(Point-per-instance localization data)

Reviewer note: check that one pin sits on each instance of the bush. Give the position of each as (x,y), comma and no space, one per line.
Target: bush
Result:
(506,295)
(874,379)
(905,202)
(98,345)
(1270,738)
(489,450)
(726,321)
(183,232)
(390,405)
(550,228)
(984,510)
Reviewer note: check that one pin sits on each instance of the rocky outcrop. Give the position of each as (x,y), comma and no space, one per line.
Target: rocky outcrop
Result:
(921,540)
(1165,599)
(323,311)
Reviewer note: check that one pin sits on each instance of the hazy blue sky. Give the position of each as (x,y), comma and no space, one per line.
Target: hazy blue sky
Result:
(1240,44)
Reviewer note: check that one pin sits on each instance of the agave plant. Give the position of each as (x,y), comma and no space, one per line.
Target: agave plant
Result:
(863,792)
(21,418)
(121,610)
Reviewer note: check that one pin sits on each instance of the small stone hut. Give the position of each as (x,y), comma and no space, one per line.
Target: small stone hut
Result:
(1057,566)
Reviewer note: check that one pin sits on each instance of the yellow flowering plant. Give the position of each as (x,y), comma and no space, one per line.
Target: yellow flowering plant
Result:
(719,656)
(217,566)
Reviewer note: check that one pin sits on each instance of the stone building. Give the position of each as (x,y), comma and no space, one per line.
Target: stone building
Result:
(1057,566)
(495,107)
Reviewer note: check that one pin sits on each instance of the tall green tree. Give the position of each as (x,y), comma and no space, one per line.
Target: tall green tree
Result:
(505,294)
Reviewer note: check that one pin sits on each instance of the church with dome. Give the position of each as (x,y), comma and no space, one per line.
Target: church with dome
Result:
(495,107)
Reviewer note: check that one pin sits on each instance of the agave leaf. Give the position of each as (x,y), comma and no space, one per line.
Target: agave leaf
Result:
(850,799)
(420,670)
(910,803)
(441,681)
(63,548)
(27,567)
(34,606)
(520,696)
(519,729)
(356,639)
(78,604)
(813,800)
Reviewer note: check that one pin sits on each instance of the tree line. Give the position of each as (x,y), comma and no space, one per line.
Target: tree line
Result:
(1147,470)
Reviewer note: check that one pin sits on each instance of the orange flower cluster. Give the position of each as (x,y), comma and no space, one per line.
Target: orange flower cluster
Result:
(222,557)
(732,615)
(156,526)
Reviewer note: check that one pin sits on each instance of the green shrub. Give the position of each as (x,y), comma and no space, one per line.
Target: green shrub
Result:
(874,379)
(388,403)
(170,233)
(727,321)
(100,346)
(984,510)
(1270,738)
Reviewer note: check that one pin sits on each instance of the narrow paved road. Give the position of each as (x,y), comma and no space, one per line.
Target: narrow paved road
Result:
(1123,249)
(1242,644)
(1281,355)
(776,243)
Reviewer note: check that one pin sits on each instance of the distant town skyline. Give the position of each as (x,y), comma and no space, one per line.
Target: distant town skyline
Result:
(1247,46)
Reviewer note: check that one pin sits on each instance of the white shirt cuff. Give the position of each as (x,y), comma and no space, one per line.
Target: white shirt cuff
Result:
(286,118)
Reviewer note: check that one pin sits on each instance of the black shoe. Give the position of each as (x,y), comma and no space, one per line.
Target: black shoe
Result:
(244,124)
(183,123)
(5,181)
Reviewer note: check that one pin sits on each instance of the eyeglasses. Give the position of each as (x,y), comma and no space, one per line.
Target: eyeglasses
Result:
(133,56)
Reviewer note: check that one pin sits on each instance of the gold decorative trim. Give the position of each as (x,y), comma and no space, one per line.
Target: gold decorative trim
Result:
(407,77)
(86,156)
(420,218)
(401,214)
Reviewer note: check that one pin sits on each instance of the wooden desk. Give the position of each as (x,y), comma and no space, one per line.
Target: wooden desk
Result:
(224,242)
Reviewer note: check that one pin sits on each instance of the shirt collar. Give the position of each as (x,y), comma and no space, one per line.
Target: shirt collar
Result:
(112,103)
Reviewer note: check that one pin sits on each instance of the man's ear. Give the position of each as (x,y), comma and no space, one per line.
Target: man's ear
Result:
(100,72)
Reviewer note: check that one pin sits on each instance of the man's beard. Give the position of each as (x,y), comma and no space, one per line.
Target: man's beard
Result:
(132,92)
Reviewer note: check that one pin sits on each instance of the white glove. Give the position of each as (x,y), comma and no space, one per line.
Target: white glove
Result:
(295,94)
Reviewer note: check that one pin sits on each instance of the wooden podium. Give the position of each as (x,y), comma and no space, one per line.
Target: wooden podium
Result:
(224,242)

* **About this task**: A verbatim transcription of all the entries above is required.

* **Written response**:
Reviewer note: check that one pin sits on each instance of the bush. Give the position of each as (x,y), comma and no space, one per line.
Target: bush
Result:
(506,295)
(874,379)
(905,202)
(98,345)
(1270,738)
(489,450)
(726,321)
(183,232)
(390,405)
(550,228)
(984,510)
Reviewer note: check that one pin sits on each instance of the rocky outcrop. Give the position of each as (x,y), comma and no space, one per line.
Target: rocky outcrop
Result:
(921,540)
(1165,599)
(323,311)
Reviewer note: check that one pin sits on each instance of the hazy blue sky. Give the position of each as (x,y), comma and no space, one per line.
Target: hazy blue sky
Result:
(1240,44)
Reviewer note: check that one pin sits on each instance of the agave plant. Give the position of each as (x,y), comma and no space, one per line.
Target: agave plant
Result:
(863,792)
(21,418)
(121,610)
Reviewer note: check that one pin sits on each instance of the small stone hut. Give the position of each as (x,y), comma and no space, one per line.
Target: small stone hut
Result:
(1057,566)
Reviewer note: check that one pin sits on each instance of the yellow flowering plant. Give the position of each as (x,y), comma and no space, one per line.
Target: yellow flowering plant
Result:
(719,656)
(217,566)
Reviewer note: check that one pin sits on each instance of the stone building. Give the position of each as (x,y), comma and no space, one per line.
Target: stone building
Result:
(1057,566)
(495,107)
Reviewer note: check that one pin sits on each instance of the tall green tree. Give the position of each as (x,y), comma and no space, one per line.
Target: tall green tree
Result:
(505,294)
Reviewer note: check that one pin sits on each instance of the church with dome. Give the position of each as (x,y), comma and no space, one per line.
Target: church with dome
Result:
(495,107)
Reviewer note: check that one pin sits on each instance of the agave leaf. Give the position of each as (x,y), comma and no space, one per line.
Target: agave leaf
Result:
(850,799)
(420,670)
(910,803)
(441,681)
(63,548)
(27,567)
(34,606)
(520,696)
(519,729)
(356,639)
(78,604)
(813,800)
Reviewer note: check that one pin sits on each instance of the tree line. Give the position of each as (x,y), comma and no space, one per line.
Target: tree line
Result:
(1147,470)
Reviewer note: check that one pin sits on each instance of the orange flower cluster. Give the position of each as (x,y), comma and no space, one per line.
Target: orange flower cluster
Result:
(222,557)
(732,615)
(156,526)
Reviewer note: check that one pin sits on each instance of the green shrub. Give the position of each as (x,y), comma and no space, one per line.
Target: green shrub
Result:
(874,379)
(388,403)
(170,233)
(727,321)
(100,346)
(984,510)
(1270,738)
Reviewer note: check that one pin sits on each instance of the narrow paved road. Give the position of each as (x,y), comma and no space, one per line.
Target: narrow paved road
Result:
(1123,249)
(1242,644)
(1281,355)
(776,243)
Reviewer note: check that one pin sits on each instance of the distant town skyline. Give the position of each as (x,y), comma and no space, one per line.
Target: distant town skyline
Result:
(1247,46)
Reviewer note: check that one pin sits on each instance of the white shirt cuff. Give the position of each as (x,y), comma and no space, one per line.
Target: white shirt cuff
Result:
(286,118)
Reviewer note: check that one pin sits on each instance of the black shoe. Give the position of each as (x,y), comma and no space, one per line.
Target: black shoe
Result:
(244,124)
(183,123)
(5,181)
Reviewer note: check that one pin sits on each instance of the eyeglasses. Give the position of each as (x,y), comma and no space, one per line.
Target: eyeglasses
Result:
(133,56)
Reviewer note: check that one pin sits on each instance of the gold decorative trim. Give the position of each as (x,y), comma and no space, one per line.
Target: gold decorative trim
Result:
(407,77)
(86,156)
(420,218)
(401,214)
Reviewer note: check that one pin sits on each instance of the wooden desk. Give the position of each as (x,y), comma and no space, one per line.
Target: wooden desk
Result:
(224,242)
Reviewer note: check that one pin sits on each instance of the shirt collar. Give the position of each as (x,y), comma and no space, one per line.
Target: shirt collar
Result:
(112,103)
Reviewer note: check that one pin sits on each instance of the man's ear. Give the position of each as (x,y), comma and no space, one per line.
Target: man's ear
Result:
(100,72)
Reviewer note: check that one pin sits on each instance of the man's beard. Give the position of each as (x,y), comma and no space, one per line.
Target: man's beard
Result:
(132,92)
Reviewer note: check that one pin sits on each instance of the white glove. Give the position of each as (x,y), comma and no space, one per line.
Target: white glove
Result:
(295,94)
Reviewer note: check that one pin sits on each instance of the wooden podium. Give the position of each as (x,y), comma and no space, one per line.
Target: wooden podium
Result:
(224,242)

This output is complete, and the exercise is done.